• **WORK TO COMPLETE**:
Could you copy each line of the listing that holds "mustache"?

• **DATA EXTRACTS**:
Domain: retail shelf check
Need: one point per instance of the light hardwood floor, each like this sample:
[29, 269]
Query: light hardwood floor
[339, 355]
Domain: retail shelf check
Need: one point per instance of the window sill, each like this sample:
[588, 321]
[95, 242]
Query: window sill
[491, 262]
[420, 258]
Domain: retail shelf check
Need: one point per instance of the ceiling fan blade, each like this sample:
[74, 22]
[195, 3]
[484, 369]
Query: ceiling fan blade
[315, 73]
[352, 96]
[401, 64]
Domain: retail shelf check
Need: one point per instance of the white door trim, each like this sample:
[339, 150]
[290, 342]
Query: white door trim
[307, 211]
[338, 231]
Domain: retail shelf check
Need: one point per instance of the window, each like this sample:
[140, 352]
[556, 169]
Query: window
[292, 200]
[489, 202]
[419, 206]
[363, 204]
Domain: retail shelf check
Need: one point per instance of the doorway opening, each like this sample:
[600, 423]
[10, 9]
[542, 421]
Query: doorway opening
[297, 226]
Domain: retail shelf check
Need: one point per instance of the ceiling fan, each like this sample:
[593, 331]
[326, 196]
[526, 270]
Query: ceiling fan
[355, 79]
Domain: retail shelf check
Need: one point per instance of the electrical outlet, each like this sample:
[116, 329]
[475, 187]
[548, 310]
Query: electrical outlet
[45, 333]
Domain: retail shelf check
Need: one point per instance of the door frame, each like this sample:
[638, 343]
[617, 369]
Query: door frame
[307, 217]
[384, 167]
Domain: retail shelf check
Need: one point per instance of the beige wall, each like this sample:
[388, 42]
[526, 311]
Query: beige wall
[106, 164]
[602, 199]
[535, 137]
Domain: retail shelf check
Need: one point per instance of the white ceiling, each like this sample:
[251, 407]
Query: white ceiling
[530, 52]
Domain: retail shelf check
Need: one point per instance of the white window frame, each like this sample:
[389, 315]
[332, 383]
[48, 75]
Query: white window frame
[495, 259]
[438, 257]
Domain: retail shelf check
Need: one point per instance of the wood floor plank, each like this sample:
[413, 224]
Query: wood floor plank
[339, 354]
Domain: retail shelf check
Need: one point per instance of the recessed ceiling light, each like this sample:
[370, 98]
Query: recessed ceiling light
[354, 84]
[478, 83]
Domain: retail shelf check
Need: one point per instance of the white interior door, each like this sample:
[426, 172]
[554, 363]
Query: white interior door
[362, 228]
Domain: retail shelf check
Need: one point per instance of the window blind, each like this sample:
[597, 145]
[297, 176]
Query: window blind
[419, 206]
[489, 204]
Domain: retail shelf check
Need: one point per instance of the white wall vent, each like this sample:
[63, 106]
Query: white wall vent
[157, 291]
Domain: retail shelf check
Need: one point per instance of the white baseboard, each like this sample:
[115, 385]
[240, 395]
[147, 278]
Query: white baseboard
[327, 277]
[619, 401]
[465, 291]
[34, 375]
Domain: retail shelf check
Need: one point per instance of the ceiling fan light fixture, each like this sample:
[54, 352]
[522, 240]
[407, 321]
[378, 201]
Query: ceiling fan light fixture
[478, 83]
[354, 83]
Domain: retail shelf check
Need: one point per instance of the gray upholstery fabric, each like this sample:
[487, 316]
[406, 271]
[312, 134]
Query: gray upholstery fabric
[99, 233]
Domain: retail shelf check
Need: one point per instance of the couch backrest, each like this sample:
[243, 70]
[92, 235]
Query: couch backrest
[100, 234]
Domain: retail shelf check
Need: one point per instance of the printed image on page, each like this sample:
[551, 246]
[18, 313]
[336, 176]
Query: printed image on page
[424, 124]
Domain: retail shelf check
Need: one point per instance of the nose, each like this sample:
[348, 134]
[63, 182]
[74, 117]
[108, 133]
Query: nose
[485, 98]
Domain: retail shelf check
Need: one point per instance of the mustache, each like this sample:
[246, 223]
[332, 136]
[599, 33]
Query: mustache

• **WRITTEN SOLUTION**:
Need: one point per instance of the mustache, each like this sample:
Query: mustache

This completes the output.